▶ **Requirements**
1 - In the source file, what value is cp_contact_persistence initialized to?
2 - Reproduce the source file word for word, starting at "#pragma mark Collision" and ending at "collFuncSetEql(cpCollisionType *ids, cpCollPairFunc *pair)".

▶ **Provided text**
______________________________

/* Copyright (c) 2007 Scott Lembcke
 * 
 * Permission is hereby granted, free of charge, to any person obtaining a copy
 * of this software and associated documentation files (the "Software"), to deal
 * in the Software without restriction, including without limitation the rights
 * to use, copy, modify, merge, publish, distribute, sublicense, and/or sell
 * copies of the Software, and to permit persons to whom the Software is
 * furnished to do so, subject to the following conditions:
 * 
 * The above copyright notice and this permission notice shall be included in
 * all copies or substantial portions of the Software.
 * 
 * THE SOFTWARE IS PROVIDED "AS IS", WITHOUT WARRANTY OF ANY KIND, EXPRESS OR
 * IMPLIED, INCLUDING BUT NOT LIMITED TO THE WARRANTIES OF MERCHANTABILITY,
 * FITNESS FOR A PARTICULAR PURPOSE AND NONINFRINGEMENT. IN NO EVENT SHALL THE
 * AUTHORS OR COPYRIGHT HOLDERS BE LIABLE FOR ANY CLAIM, DAMAGES OR OTHER
 * LIABILITY, WHETHER IN AN ACTION OF CONTRACT, TORT OR OTHERWISE, ARISING FROM,
 * OUT OF OR IN CONNECTION WITH THE SOFTWARE OR THE USE OR OTHER DEALINGS IN THE
 * SOFTWARE.
 */
 
#include <stdlib.h>
#include <stdio.h>
#include <string.h>
#include <math.h>
#include <assert.h>

#include "chipmunk.h"

int cp_contact_persistence = 3;

#pragma mark Contact Set Helpers

// Equal function for contactSet.
static int
contactSetEql(cpShape **shapes, cpArbiter *arb)
{
	cpShape *a = shapes[0];
	cpShape *b = shapes[1];
	
	return ((a == arb->a && b == arb->b) || (b == arb->a && a == arb->b));
}

// Transformation function for contactSet.
static void *
contactSetTrans(cpShape **shapes, cpSpace *space)
{
	cpShape *a = shapes[0];
	cpShape *b = shapes[1];
	
	return cpArbiterNew(a, b, space->stamp);
}

#pragma mark Collision Pair Function Helpers

// Collision pair function wrapper struct.
typedef struct collFuncData {
	cpCollFunc func;
	void *data;
} collFuncData;

// Equals function for collFuncSet.
static int
collFuncSetEql(cpCollisionType *ids, cpCollPairFunc *pair)
{
	cpCollisionType a = ids[0];
	cpCollisionType b = ids[1];
	
	return ((a == pair->a && b == pair->b) || (b == pair->a && a == pair->b));
}

// Transformation function for collFuncSet.
static void *
collFuncSetTrans(cpCollisionType *ids, collFuncData *funcData)

______________________________

▶ **Stored data**

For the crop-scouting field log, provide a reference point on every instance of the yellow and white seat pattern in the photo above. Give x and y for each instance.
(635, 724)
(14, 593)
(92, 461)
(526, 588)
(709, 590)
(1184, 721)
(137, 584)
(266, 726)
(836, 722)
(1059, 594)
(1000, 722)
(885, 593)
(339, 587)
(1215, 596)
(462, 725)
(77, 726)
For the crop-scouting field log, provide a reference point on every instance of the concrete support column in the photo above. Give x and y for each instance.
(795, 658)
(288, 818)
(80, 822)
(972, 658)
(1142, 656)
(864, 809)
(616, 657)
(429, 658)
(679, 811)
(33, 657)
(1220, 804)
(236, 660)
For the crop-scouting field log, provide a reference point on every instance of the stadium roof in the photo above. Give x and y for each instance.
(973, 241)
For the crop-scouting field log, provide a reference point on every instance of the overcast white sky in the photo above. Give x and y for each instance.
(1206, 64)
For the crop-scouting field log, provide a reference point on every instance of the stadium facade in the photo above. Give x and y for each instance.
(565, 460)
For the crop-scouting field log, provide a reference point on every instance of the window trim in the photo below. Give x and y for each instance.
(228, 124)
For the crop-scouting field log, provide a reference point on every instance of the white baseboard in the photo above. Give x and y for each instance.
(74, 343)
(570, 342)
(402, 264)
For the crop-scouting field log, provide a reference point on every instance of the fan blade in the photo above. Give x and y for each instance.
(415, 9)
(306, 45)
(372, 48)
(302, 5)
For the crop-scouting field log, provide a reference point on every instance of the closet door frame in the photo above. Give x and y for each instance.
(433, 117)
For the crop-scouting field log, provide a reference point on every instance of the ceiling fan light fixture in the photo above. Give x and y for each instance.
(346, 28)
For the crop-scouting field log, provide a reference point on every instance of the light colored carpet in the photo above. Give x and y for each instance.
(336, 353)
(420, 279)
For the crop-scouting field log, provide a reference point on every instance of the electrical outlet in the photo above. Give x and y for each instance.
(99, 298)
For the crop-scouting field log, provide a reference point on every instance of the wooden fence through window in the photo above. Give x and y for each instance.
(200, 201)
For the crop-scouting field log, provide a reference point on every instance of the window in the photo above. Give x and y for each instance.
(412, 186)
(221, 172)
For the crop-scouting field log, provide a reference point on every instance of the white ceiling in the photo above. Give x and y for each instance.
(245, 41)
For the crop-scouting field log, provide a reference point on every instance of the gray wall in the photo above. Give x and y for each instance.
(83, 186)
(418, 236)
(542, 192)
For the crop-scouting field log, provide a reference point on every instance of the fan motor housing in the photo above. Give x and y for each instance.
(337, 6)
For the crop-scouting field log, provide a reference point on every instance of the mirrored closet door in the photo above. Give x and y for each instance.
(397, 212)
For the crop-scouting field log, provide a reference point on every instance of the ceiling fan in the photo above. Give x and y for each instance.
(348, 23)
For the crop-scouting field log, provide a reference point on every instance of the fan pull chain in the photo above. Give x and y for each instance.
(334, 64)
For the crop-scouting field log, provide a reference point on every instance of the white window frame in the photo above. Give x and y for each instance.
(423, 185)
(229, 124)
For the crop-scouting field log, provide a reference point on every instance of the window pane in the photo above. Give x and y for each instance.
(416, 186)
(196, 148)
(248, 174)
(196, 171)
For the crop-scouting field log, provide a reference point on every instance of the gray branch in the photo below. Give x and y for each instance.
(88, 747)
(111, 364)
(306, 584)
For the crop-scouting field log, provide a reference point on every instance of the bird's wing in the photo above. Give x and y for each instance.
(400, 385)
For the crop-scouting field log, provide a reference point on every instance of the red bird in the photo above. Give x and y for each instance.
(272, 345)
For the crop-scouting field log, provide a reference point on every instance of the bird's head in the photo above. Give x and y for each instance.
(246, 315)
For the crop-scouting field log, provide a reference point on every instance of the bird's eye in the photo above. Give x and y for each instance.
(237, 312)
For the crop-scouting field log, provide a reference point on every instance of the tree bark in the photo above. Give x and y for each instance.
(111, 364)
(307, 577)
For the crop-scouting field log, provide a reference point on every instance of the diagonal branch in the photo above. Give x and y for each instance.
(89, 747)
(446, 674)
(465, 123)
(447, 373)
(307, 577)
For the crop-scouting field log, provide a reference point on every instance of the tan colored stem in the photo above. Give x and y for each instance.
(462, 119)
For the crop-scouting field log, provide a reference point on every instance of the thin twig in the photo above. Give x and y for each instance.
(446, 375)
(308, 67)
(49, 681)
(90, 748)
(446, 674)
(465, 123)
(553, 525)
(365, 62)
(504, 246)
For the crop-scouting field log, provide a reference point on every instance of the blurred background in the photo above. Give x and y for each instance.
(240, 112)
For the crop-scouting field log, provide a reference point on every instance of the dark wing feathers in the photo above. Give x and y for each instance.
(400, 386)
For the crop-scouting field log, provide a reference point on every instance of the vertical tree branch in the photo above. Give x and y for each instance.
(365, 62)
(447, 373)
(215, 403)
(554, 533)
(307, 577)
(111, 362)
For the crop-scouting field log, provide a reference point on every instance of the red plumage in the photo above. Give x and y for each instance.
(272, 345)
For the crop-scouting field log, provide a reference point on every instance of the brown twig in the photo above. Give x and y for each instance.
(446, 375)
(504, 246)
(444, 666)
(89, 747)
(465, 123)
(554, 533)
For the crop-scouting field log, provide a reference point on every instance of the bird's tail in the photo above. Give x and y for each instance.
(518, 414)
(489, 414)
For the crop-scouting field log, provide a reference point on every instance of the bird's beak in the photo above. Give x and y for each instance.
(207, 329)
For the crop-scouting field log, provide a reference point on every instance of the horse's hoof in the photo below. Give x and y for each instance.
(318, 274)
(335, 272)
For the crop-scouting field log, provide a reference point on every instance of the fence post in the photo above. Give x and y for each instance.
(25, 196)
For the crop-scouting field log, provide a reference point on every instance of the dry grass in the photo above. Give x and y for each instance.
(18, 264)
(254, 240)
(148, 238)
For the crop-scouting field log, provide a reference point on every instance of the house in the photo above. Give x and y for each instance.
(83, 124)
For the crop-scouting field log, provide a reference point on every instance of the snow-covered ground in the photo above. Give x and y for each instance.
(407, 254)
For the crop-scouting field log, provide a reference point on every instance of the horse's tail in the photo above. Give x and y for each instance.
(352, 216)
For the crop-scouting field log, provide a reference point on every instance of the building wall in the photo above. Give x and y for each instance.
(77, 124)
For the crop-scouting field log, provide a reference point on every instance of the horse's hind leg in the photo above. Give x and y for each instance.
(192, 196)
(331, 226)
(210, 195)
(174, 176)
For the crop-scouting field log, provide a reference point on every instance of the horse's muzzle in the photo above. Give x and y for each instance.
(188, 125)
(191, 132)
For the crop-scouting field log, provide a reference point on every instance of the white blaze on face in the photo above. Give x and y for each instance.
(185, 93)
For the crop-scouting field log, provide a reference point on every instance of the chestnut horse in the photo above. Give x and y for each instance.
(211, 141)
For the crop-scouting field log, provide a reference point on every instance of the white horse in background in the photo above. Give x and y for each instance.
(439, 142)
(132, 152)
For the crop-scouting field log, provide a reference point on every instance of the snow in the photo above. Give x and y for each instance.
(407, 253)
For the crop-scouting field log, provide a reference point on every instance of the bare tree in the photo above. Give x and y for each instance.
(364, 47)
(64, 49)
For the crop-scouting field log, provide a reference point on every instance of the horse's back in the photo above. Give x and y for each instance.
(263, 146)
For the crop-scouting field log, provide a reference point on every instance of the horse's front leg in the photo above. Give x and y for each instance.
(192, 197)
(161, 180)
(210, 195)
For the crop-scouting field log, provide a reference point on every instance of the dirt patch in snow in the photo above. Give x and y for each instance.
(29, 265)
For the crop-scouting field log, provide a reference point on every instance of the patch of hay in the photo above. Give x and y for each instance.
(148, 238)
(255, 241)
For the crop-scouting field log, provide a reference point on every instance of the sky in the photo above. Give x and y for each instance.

______________________________

▶ **Answers for this exercise**
1 - 3

2 -
#pragma mark Collision Pair Function Helpers

// Collision pair function wrapper struct.
typedef struct collFuncData {
	cpCollFunc func;
	void *data;
} collFuncData;

// Equals function for collFuncSet.
static int
collFuncSetEql(cpCollisionType *ids, cpCollPairFunc *pair)